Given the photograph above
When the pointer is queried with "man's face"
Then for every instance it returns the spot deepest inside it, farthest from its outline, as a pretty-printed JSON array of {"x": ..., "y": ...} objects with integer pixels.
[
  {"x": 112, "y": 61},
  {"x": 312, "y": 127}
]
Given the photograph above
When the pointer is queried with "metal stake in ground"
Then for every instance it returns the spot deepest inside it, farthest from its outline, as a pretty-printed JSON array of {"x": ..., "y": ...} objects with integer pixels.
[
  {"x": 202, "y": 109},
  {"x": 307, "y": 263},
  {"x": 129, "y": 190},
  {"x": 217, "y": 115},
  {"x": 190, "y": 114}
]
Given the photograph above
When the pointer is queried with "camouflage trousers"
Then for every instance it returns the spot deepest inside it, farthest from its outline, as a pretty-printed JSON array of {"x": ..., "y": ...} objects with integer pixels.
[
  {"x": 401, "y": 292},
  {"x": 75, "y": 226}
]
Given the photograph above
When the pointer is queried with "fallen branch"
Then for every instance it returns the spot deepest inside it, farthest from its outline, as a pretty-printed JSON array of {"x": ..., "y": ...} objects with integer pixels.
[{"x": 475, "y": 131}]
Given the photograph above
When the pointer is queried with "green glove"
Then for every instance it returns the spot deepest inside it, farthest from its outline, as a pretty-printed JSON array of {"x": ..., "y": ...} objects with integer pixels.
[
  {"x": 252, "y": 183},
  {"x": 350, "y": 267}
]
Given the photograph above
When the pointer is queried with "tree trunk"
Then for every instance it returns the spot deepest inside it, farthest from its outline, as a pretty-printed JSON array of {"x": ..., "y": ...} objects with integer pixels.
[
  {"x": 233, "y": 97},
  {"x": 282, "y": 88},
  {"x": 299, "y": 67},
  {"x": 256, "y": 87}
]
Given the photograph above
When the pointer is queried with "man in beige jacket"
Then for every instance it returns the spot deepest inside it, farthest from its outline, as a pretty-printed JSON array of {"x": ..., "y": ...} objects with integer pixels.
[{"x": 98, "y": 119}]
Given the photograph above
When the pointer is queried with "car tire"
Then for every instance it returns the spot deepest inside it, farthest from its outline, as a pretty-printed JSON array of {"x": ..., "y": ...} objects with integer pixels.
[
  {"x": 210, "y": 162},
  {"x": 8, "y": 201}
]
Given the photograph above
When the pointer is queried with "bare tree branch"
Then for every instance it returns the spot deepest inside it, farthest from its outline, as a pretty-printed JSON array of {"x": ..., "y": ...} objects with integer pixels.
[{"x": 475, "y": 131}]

= = = = = = =

* _What you need to do_:
Show every line of the records that contains the string "tree", treating uppercase and lowercase as distinct.

* _Result for this exercise_:
When the pointer is queried with "tree trunk"
When the pointer is queried with "bare tree branch"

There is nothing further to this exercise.